Beginning with the line containing "the black garage" and ending with the last line of the records, set down every line exactly.

--------

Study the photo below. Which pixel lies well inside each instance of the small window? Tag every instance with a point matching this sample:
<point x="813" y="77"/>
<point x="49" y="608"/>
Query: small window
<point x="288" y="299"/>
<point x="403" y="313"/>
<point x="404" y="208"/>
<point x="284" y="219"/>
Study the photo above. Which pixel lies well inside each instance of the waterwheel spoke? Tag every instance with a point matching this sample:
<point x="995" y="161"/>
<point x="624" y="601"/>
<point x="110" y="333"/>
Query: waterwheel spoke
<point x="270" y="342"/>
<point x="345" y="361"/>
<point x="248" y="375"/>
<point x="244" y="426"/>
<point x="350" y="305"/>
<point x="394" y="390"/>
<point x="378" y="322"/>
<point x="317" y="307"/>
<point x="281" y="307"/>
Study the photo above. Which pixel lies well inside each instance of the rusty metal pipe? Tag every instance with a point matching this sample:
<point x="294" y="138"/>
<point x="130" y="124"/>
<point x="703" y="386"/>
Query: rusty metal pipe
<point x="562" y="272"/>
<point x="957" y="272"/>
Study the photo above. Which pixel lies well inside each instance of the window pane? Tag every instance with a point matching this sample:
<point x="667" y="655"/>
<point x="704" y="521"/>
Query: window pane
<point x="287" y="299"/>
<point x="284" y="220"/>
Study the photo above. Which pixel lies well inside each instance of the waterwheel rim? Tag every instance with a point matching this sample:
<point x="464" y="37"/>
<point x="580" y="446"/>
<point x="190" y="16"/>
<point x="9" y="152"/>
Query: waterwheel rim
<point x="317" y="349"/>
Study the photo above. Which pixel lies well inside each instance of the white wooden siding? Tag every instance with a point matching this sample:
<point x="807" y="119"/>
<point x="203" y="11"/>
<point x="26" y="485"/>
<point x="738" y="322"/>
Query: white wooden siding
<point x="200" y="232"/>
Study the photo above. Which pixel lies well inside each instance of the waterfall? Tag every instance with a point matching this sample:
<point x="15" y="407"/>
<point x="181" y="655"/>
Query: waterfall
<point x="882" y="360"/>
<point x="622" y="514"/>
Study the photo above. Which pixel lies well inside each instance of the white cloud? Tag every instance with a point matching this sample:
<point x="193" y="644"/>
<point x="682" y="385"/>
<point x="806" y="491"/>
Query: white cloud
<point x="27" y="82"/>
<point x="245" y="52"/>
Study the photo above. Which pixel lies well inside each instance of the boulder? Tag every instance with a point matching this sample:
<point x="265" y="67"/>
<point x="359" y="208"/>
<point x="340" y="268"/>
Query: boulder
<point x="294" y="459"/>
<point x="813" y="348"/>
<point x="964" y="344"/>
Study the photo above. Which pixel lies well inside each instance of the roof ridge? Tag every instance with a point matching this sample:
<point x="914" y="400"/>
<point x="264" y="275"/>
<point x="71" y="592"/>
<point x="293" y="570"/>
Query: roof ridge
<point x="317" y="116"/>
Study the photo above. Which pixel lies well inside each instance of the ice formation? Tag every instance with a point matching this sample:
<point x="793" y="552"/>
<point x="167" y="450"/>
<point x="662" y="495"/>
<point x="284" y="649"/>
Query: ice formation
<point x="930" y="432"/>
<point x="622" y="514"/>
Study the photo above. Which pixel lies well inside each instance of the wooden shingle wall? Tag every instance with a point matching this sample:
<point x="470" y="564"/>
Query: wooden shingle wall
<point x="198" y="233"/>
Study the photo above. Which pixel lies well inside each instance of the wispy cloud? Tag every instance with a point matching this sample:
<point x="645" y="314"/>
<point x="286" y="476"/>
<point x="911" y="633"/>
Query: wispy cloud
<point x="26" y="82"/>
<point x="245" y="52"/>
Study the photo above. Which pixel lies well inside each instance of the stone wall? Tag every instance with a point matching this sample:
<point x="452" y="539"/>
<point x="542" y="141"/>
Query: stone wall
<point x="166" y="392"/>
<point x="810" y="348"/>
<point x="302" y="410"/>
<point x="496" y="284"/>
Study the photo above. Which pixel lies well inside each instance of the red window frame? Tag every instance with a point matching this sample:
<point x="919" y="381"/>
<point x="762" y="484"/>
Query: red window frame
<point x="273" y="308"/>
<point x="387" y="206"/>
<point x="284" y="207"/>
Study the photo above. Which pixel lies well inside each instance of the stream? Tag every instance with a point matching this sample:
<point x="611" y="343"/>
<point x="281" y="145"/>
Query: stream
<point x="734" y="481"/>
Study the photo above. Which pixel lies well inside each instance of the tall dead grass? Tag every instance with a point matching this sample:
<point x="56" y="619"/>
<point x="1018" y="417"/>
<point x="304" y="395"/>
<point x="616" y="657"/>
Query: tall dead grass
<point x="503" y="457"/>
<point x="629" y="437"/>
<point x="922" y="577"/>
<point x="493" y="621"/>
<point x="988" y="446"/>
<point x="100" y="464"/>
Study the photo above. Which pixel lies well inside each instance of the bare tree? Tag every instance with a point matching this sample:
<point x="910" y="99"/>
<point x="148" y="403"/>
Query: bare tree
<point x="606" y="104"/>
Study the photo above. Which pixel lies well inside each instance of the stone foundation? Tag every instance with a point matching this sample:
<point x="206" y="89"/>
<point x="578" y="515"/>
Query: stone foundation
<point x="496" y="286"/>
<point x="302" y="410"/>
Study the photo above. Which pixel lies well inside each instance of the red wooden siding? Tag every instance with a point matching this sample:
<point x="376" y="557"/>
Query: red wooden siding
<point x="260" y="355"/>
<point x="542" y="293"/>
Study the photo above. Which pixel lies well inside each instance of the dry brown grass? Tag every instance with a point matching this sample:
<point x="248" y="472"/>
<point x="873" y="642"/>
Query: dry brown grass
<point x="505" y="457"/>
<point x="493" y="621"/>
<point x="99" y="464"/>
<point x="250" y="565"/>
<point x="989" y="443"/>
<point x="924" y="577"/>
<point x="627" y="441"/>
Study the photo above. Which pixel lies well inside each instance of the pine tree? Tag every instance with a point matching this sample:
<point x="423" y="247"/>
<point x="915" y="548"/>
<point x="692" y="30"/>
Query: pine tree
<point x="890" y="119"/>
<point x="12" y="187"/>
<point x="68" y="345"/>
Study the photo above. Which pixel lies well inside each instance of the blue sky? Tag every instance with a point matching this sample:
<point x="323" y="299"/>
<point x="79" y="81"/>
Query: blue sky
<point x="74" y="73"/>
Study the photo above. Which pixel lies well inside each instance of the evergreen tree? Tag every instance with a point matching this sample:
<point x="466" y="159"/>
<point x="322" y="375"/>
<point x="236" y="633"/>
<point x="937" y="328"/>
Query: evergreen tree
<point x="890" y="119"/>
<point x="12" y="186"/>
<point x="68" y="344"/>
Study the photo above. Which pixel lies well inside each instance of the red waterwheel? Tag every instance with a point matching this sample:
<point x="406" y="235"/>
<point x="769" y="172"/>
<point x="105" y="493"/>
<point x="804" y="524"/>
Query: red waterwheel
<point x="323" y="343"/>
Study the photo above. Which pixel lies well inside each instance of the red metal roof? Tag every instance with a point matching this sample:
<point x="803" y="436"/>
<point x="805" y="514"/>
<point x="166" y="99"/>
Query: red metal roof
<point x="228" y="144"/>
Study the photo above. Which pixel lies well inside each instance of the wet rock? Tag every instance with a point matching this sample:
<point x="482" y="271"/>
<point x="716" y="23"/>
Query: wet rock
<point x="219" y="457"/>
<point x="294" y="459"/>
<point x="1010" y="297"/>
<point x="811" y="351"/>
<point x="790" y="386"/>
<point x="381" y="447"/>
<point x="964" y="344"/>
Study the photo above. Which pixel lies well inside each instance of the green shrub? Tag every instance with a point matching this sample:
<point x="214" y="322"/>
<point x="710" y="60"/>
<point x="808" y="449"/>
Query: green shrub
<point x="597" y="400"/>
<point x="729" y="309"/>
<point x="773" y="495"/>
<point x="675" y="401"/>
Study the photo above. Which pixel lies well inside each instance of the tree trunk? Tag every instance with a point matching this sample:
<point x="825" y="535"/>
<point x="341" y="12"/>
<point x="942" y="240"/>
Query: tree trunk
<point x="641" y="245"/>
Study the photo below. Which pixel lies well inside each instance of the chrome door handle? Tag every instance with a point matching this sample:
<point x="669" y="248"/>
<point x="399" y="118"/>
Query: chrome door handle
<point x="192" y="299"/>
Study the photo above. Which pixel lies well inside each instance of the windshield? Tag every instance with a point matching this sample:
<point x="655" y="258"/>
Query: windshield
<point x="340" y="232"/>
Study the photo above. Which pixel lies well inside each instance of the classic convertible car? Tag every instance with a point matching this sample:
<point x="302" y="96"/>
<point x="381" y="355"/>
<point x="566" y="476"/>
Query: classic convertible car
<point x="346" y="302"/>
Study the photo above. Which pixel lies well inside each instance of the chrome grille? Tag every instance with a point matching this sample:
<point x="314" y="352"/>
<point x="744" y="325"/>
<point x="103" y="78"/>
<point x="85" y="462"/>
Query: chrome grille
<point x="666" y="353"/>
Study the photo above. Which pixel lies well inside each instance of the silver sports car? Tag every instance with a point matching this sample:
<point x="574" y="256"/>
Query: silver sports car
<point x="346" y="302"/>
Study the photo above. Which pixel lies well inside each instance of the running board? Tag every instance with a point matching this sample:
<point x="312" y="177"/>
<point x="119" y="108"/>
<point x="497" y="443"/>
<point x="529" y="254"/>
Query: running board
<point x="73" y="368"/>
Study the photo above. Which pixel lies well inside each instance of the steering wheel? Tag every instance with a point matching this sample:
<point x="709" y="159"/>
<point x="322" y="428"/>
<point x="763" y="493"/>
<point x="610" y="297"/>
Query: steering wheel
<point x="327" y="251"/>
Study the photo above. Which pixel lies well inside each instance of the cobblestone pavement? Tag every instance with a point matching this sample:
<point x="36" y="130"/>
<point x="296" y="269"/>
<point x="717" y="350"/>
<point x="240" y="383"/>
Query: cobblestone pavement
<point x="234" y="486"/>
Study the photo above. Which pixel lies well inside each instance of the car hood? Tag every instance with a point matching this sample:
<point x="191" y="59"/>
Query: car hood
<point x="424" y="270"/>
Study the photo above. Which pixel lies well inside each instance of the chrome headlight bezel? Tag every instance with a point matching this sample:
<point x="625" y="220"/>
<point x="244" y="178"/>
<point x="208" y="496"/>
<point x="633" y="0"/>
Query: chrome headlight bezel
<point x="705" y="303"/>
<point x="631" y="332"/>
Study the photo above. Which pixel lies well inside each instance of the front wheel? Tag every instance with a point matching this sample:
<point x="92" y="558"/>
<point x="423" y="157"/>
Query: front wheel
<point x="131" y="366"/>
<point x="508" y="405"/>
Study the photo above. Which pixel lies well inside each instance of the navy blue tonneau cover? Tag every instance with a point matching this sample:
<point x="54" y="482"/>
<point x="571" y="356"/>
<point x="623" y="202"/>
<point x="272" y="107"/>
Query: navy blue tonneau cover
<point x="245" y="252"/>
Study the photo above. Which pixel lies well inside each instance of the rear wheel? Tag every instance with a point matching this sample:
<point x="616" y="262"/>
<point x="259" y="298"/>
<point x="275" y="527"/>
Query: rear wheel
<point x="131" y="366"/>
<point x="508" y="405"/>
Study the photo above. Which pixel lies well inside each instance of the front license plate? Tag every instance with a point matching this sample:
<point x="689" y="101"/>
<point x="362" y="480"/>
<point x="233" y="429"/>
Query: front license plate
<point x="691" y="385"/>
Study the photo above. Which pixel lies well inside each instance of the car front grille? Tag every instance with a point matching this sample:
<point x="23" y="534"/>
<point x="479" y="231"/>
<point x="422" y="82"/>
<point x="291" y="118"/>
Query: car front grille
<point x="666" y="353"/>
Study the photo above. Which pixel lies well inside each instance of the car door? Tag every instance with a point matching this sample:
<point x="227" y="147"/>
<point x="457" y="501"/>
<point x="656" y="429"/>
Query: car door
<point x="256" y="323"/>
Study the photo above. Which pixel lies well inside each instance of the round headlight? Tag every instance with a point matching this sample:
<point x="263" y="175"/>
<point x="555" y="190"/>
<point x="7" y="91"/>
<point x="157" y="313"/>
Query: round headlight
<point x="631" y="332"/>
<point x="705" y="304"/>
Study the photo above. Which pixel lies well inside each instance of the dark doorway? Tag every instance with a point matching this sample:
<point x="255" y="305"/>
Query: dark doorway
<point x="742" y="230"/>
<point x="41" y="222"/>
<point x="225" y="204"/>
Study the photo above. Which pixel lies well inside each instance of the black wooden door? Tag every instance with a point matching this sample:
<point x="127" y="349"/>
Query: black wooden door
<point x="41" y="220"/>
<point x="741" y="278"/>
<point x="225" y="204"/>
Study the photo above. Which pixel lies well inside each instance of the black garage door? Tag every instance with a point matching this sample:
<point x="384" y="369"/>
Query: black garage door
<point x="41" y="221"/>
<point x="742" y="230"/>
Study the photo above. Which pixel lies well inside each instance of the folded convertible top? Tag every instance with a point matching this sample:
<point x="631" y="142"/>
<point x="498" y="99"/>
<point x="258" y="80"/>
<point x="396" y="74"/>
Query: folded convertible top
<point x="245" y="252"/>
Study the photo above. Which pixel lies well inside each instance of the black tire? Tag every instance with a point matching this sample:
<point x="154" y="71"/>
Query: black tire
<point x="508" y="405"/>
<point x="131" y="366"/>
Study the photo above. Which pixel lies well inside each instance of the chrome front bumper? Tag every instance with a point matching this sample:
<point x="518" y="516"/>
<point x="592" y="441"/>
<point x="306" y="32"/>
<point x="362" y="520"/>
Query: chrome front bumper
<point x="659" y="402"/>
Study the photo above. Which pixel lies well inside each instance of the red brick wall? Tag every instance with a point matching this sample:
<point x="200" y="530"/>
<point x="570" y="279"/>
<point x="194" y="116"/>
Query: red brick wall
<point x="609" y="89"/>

--------

▶ _Solution to this task_
Study the photo above. Which pixel lies well inside each instance of the black garage door? Tag every instance with a point matching this sample:
<point x="384" y="369"/>
Query: black garage door
<point x="41" y="221"/>
<point x="742" y="230"/>
Study the photo above. Which pixel lies well inside each instance of the folded convertible top? Tag every instance with a point matching this sample:
<point x="631" y="142"/>
<point x="498" y="99"/>
<point x="258" y="80"/>
<point x="396" y="74"/>
Query: folded convertible top
<point x="245" y="252"/>
Study the photo above. Which pixel lies well inside each instance of the black tire? Tag every instance with a point matching this sample:
<point x="154" y="71"/>
Query: black tire
<point x="508" y="405"/>
<point x="131" y="366"/>
Study the photo above. Which pixel lies well inside each instance of the chrome front bumper? Tag every instance with a point matching this sample:
<point x="518" y="516"/>
<point x="592" y="441"/>
<point x="306" y="32"/>
<point x="362" y="520"/>
Query: chrome front bumper
<point x="659" y="402"/>
Study the photo above. Which pixel lies well inside each instance of the red brick wall? Tag every instance with a point matching this sample:
<point x="200" y="530"/>
<point x="570" y="279"/>
<point x="194" y="116"/>
Query: red brick wall
<point x="609" y="89"/>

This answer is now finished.